TASK OBJECTIVE
The data is to be repeated exactly, with the images removed.
====== SUPPLIED ENTRIES
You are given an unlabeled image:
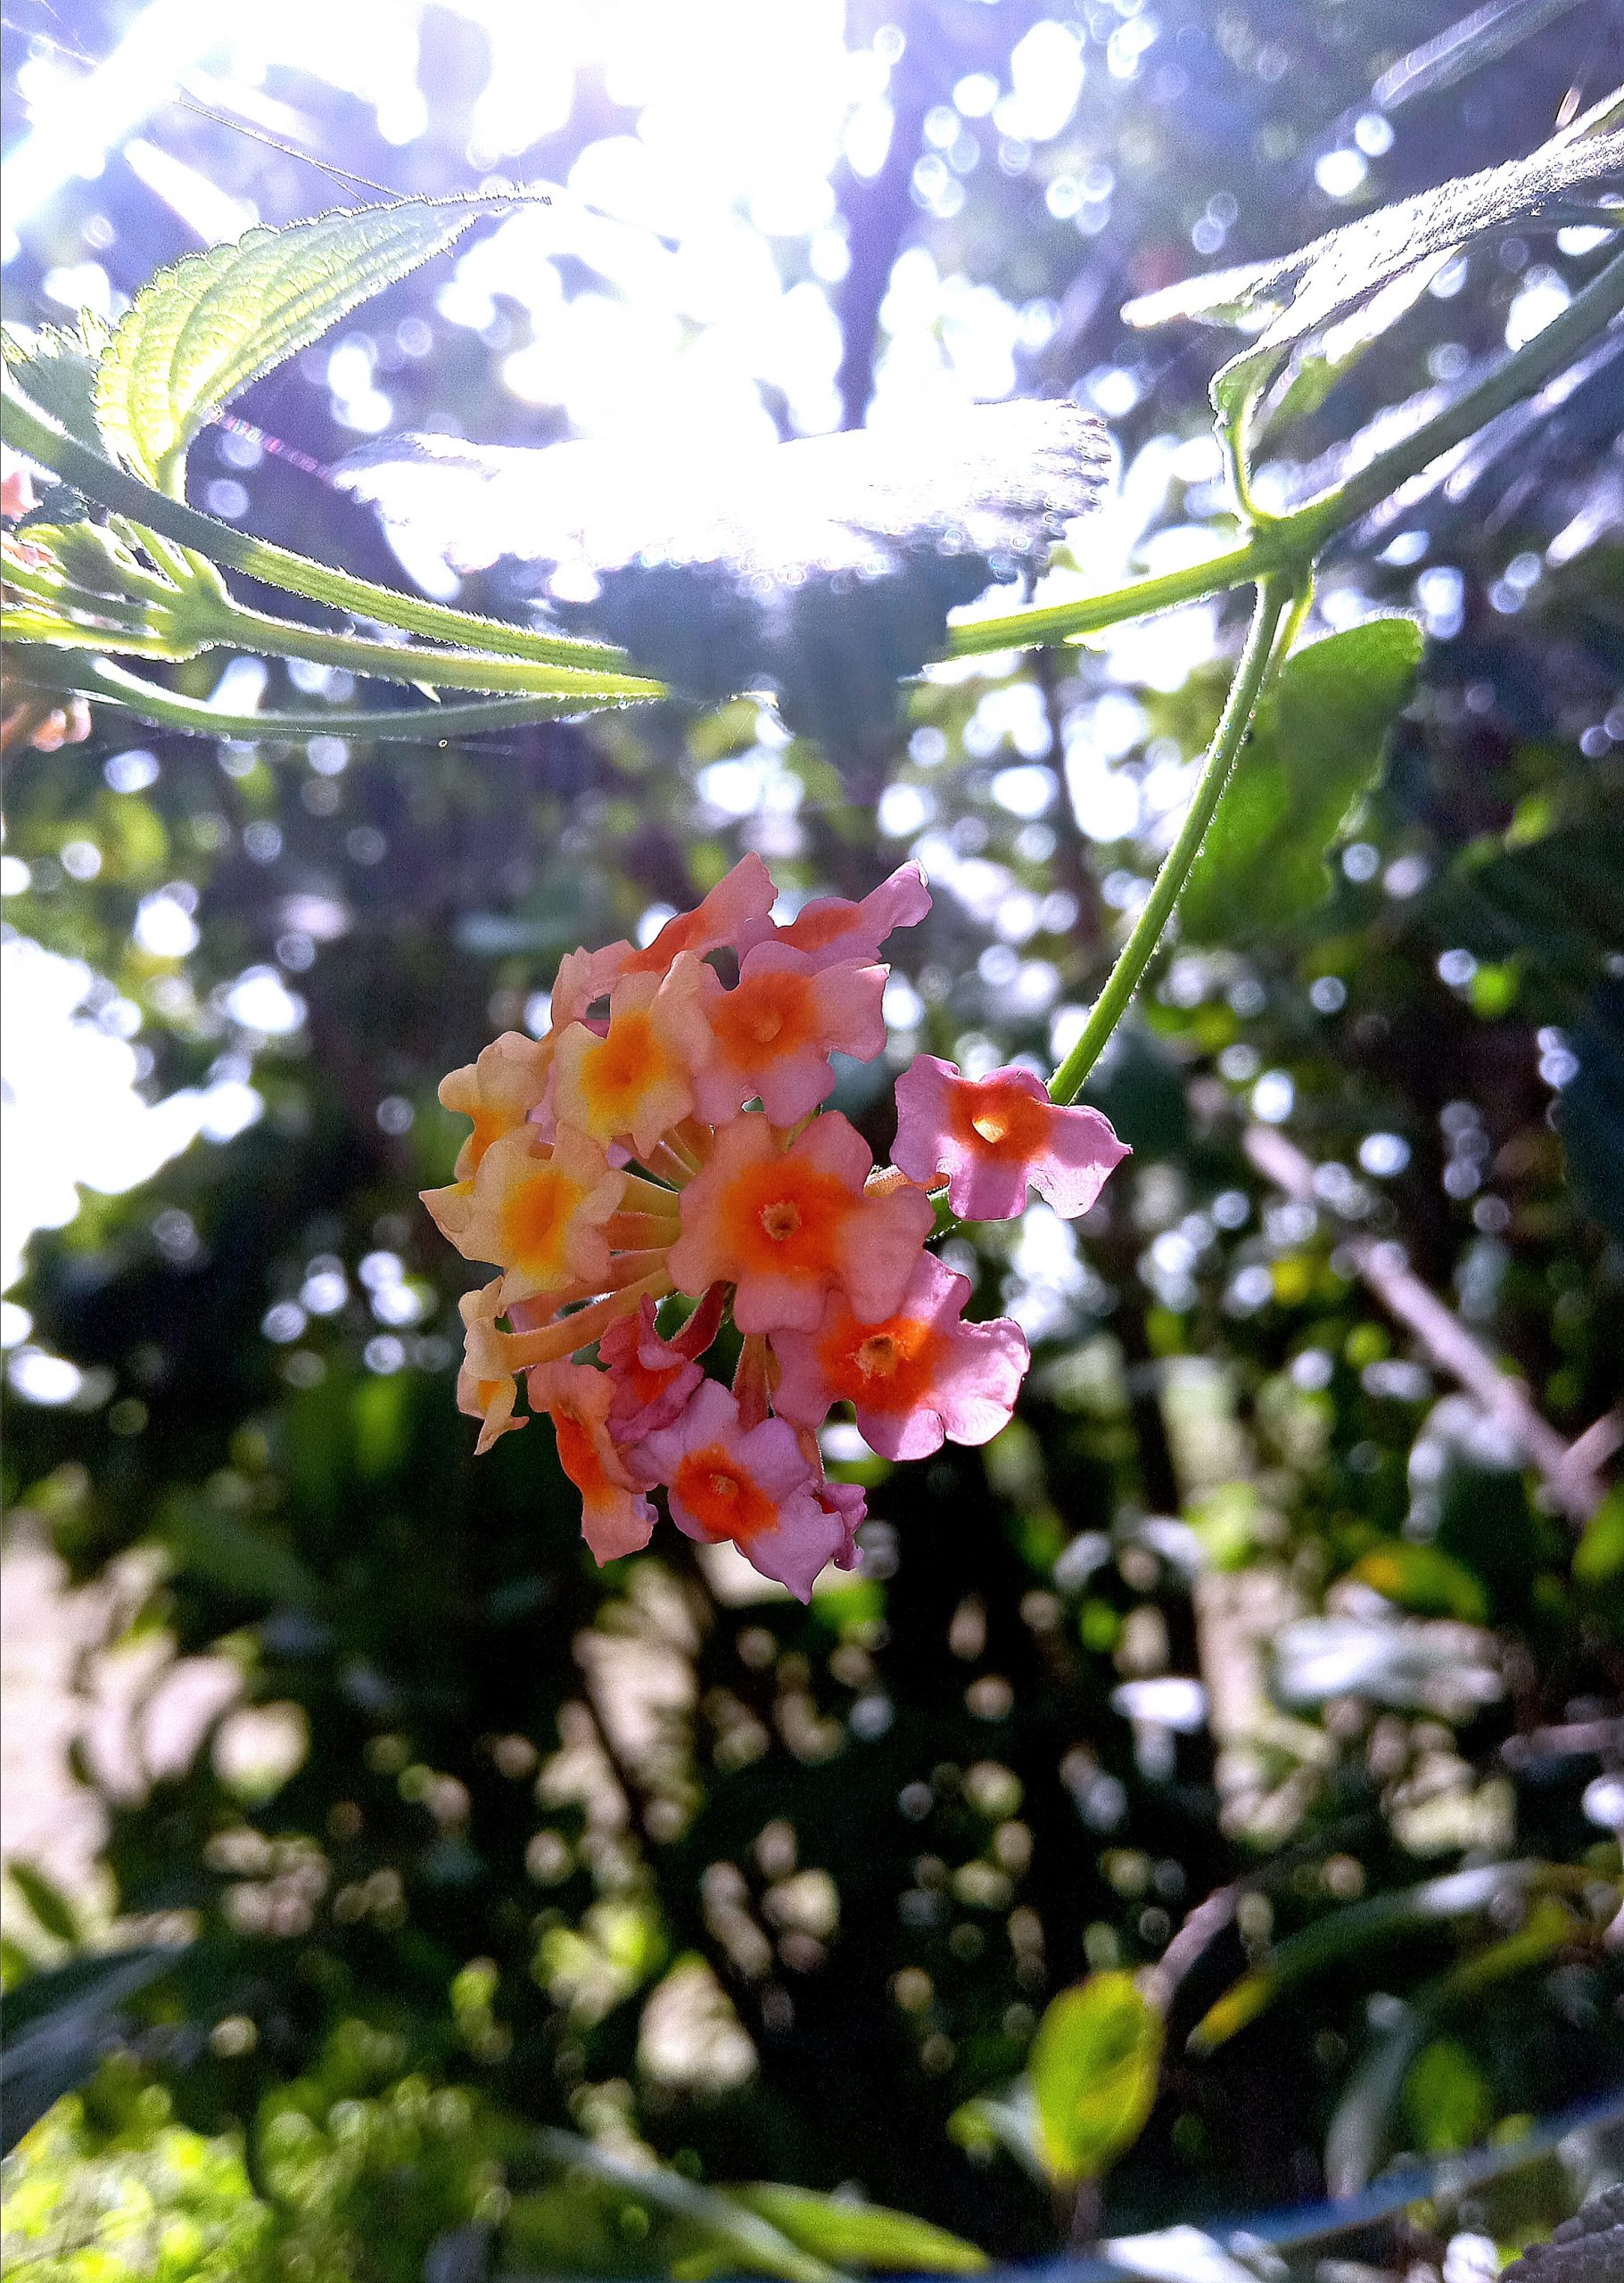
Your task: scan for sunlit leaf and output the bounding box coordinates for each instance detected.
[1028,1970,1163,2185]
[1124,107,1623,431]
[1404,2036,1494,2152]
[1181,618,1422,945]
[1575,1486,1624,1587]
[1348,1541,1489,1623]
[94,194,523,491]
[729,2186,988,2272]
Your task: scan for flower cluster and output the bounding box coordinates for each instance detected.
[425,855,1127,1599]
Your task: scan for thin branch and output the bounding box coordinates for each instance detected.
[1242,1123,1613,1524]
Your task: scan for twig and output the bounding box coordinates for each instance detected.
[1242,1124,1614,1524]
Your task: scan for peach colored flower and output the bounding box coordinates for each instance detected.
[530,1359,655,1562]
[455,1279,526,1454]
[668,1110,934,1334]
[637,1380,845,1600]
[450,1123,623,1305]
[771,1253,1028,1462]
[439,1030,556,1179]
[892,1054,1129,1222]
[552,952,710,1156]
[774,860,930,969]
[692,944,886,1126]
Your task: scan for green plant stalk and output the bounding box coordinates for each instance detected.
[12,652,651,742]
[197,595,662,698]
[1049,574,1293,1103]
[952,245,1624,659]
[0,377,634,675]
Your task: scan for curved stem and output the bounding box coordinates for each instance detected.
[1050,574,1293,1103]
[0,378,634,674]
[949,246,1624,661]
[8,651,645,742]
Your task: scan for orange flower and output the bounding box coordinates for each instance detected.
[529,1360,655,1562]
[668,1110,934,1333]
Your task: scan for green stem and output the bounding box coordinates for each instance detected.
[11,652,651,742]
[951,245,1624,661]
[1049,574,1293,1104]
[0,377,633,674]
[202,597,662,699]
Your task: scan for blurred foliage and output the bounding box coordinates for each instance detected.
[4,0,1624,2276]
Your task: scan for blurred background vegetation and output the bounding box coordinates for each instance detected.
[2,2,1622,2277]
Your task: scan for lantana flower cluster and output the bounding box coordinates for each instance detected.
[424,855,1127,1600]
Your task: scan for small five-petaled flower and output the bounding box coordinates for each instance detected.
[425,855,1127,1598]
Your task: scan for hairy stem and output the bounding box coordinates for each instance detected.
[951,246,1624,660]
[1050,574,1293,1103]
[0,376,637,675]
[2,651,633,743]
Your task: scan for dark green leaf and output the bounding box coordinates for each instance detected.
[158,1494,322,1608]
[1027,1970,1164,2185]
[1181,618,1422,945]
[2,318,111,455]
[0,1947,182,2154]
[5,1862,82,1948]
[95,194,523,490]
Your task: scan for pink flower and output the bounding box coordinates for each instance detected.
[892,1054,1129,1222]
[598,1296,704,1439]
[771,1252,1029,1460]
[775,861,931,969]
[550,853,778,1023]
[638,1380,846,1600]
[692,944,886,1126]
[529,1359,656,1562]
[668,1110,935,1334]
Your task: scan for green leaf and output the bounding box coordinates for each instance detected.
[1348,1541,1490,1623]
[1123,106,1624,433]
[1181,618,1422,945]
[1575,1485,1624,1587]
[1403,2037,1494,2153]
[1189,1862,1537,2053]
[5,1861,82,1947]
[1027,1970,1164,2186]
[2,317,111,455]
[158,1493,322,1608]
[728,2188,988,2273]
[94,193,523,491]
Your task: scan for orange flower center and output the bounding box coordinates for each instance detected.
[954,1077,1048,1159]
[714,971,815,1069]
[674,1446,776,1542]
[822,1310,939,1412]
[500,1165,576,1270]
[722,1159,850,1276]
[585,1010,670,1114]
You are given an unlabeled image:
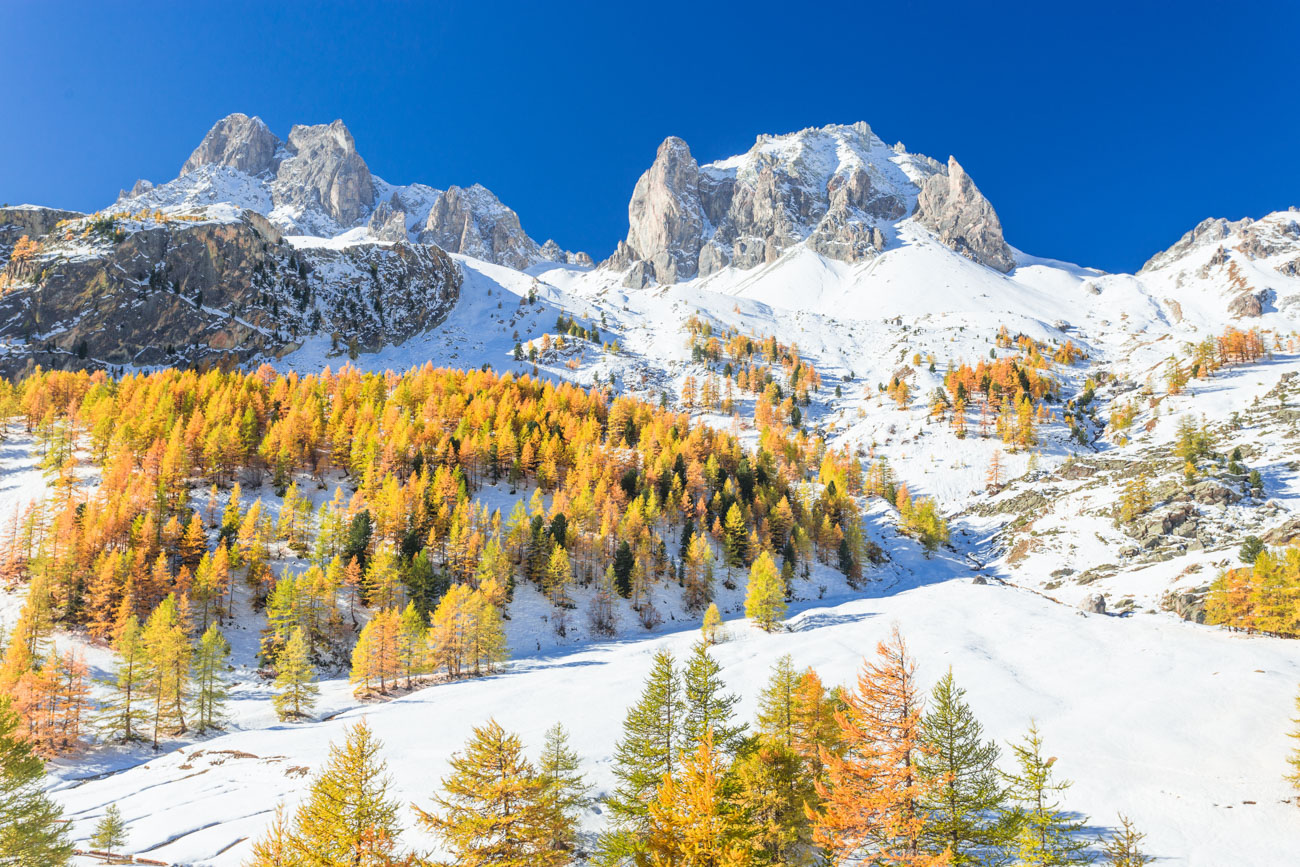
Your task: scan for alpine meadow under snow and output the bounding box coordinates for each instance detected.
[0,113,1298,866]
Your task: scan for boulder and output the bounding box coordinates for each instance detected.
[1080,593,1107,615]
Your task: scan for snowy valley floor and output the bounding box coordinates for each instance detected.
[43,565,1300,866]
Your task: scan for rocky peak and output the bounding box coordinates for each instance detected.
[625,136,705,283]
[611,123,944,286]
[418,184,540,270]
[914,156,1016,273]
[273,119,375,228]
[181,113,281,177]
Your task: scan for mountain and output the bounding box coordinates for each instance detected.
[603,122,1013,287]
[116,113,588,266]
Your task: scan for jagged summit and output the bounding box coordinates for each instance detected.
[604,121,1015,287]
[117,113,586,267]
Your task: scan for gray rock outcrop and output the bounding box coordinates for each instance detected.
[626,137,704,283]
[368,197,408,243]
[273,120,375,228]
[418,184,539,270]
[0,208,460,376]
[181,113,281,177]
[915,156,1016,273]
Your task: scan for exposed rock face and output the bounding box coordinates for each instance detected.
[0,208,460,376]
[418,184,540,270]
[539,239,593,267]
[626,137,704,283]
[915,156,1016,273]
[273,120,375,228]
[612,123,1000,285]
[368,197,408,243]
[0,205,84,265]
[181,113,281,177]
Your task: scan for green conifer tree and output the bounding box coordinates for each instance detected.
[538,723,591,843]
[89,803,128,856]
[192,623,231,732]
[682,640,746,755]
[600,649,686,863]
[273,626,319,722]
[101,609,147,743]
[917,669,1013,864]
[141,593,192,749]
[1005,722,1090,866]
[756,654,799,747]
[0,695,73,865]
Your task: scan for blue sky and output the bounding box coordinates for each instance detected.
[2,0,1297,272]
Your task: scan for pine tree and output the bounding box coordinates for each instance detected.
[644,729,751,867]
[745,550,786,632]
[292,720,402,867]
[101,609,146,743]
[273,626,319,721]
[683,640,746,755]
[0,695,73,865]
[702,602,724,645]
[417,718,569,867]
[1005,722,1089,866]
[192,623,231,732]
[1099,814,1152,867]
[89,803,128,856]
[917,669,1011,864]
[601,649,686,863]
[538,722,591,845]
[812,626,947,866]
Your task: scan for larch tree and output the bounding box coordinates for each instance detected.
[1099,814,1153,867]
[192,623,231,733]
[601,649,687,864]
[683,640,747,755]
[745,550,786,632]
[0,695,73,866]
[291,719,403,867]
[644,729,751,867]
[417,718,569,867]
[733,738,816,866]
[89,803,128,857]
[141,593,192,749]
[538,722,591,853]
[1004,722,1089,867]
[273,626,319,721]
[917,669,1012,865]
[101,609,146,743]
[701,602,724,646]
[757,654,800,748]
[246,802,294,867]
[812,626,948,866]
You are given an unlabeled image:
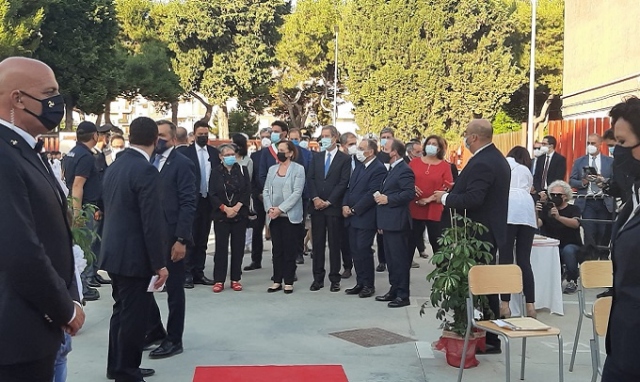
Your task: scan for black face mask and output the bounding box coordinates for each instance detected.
============
TASK RESULT
You are given an unlabeled image:
Your task: scan for sunlit leaf and output the bounding box coordinates for each instance detected.
[1028,1970,1163,2185]
[1124,107,1623,431]
[1404,2036,1494,2152]
[1181,618,1422,945]
[1575,1486,1624,1587]
[1348,1541,1489,1623]
[94,194,523,491]
[729,2186,988,2272]
Your task: scan for flower cluster and output the bounding box coordinates for each instance detected.
[425,855,1127,1599]
Your task: scan for thin branch and output the bounding box coordinates for each instance detected.
[1242,1123,1613,1524]
Your task: scan for twig and output the bounding box coordinates for each instance detected.
[1242,1124,1614,1524]
Your task: scan for peach colored flower and output the bounding box coordinates for each instance detected.
[530,1359,655,1562]
[455,1279,526,1454]
[668,1110,934,1334]
[637,1380,845,1600]
[450,1123,623,1305]
[771,1253,1028,1462]
[439,1030,556,1179]
[892,1054,1129,1222]
[552,952,710,1156]
[774,860,930,969]
[692,944,886,1126]
Your task: scan for green plant stalk and output the bounding box coordinates for each instance detected.
[12,652,651,742]
[197,595,662,698]
[1049,574,1293,1103]
[952,245,1624,659]
[0,377,634,675]
Your task: scan for curved stem and output the bounding box coordinates for each instance detected.
[1050,574,1293,1103]
[0,378,634,674]
[949,246,1624,661]
[8,651,645,742]
Your task: scan for orange flower and output the bounding box coordinates for each instance detected.
[529,1360,655,1562]
[668,1110,934,1333]
Your task: scan for green stem and output the bounding box coordinates for each instance detected.
[11,652,651,742]
[951,245,1624,661]
[1049,574,1293,1104]
[0,377,633,674]
[202,597,662,699]
Your task: scan for blurred foliage and output the bounding box coordinates for each instance detected.
[4,0,1624,2276]
Your task: scan for blurred background vegetation and output the bounding box coordinates for each instance detected.
[2,2,1622,2277]
Your task: scan for lantana flower cluster and output the bounding box coordinates for each instance detected.
[424,855,1127,1600]
Your task: scan for small five-petaled flower and output the bounding box coordinates for each instance detected.
[425,855,1127,1598]
Your task: scan for hairy stem and output the bounding box coordinates for each instance detected.
[951,246,1624,660]
[1050,574,1293,1103]
[0,376,637,675]
[2,651,633,743]
Your task: scan for dark green leaf and output the bounding box coordinates for each instance detected.
[158,1494,322,1608]
[1027,1970,1164,2185]
[1181,618,1422,945]
[2,318,111,455]
[0,1947,182,2154]
[5,1862,82,1948]
[95,194,523,490]
Your task: scan for pink flower and output the bounding box coordinates for each instance detected.
[892,1054,1129,1222]
[598,1296,704,1439]
[771,1252,1029,1460]
[775,861,931,969]
[550,853,778,1023]
[638,1380,846,1600]
[692,944,886,1126]
[529,1359,656,1562]
[668,1110,935,1334]
Your task: scan for green leaf and output the bounding box coordinates for each instance detected.
[1348,1541,1490,1623]
[1123,106,1624,433]
[1181,618,1422,945]
[1575,1485,1624,1587]
[1403,2037,1494,2153]
[1189,1862,1537,2053]
[5,1861,82,1947]
[1027,1970,1164,2186]
[2,317,111,455]
[158,1493,322,1608]
[728,2188,988,2273]
[94,193,523,491]
Your task: scan for orange flower center and output the bounding box coordinates for each instance detected.
[954,1077,1048,1159]
[714,971,815,1069]
[674,1446,776,1542]
[822,1310,939,1412]
[500,1165,576,1270]
[722,1159,850,1276]
[585,1010,670,1114]
You are given an unlabeled image:
Your task: scan for alpine meadow under snow and output the bounding box coordinates for each instance detected.
[0,113,1298,866]
Your task: scan for boulder and output the bounding box coordinates for each instance detected.
[1080,593,1107,615]
Your task: scan for snowy valley floor and output the bounding box coordinates for each instance detected.
[43,565,1300,866]
Your task: scan for rocky peak and output the bounding box coordinates for each instance detected.
[625,136,705,283]
[611,123,944,286]
[418,184,540,270]
[914,156,1016,273]
[273,119,375,228]
[181,113,281,177]
Your task: scan for mountain and output the bounding box coordinates for each instance detected.
[603,122,1013,287]
[116,113,588,266]
Your task: scan for jagged summit and output the bounding box coordinates for each instance detected.
[604,121,1015,287]
[117,113,586,267]
Your task: scan for gray rock outcrop and output the bounding box coordinates for each instance detected.
[626,137,704,283]
[368,197,408,243]
[273,120,375,228]
[418,184,539,270]
[0,208,460,376]
[181,113,281,177]
[915,156,1016,273]
Your task: scan for exposed rock face and output the bounding box coordinates for each instance detected.
[0,208,460,376]
[418,184,540,270]
[539,239,593,267]
[626,137,704,283]
[915,156,1016,273]
[273,120,375,228]
[612,123,1000,285]
[368,197,408,243]
[0,205,84,265]
[181,113,281,177]
Your task: scan for green conifer tree and output the bounding box coordinates for each instance detected.
[538,723,591,843]
[89,803,128,856]
[192,623,231,732]
[682,640,746,755]
[600,649,686,863]
[273,626,319,722]
[101,609,147,743]
[917,669,1013,864]
[141,593,192,749]
[1005,722,1090,866]
[756,654,799,747]
[0,695,73,865]
Your task: scan for blue sky and output the bounding box coordinates for each instance detected.
[2,0,1297,272]
Your task: scan for pine tree and output the bounding box coordinates for each instance detected.
[644,729,751,867]
[745,550,786,632]
[292,720,402,867]
[101,609,146,743]
[273,626,319,721]
[683,640,746,755]
[0,695,73,865]
[702,602,724,645]
[417,718,569,867]
[1005,722,1089,866]
[192,623,231,732]
[1099,814,1152,867]
[89,803,128,856]
[917,669,1011,864]
[601,649,686,863]
[538,722,591,845]
[812,626,947,866]
Your task: scan for larch tree and output the bounding box coordinates for each instance detected.
[1099,814,1153,867]
[192,623,231,733]
[601,649,687,864]
[683,640,747,755]
[745,550,786,632]
[0,695,73,866]
[291,719,403,867]
[644,729,751,867]
[417,718,569,867]
[733,738,816,866]
[89,803,128,857]
[141,593,192,749]
[538,722,591,853]
[1004,722,1089,867]
[273,626,319,721]
[917,669,1012,865]
[101,609,146,743]
[701,602,724,646]
[757,654,800,748]
[246,802,294,867]
[812,626,948,866]
You are given an unlabeled image:
Your task: scan for black face mask and output the bounding box coordinates for each instance detected.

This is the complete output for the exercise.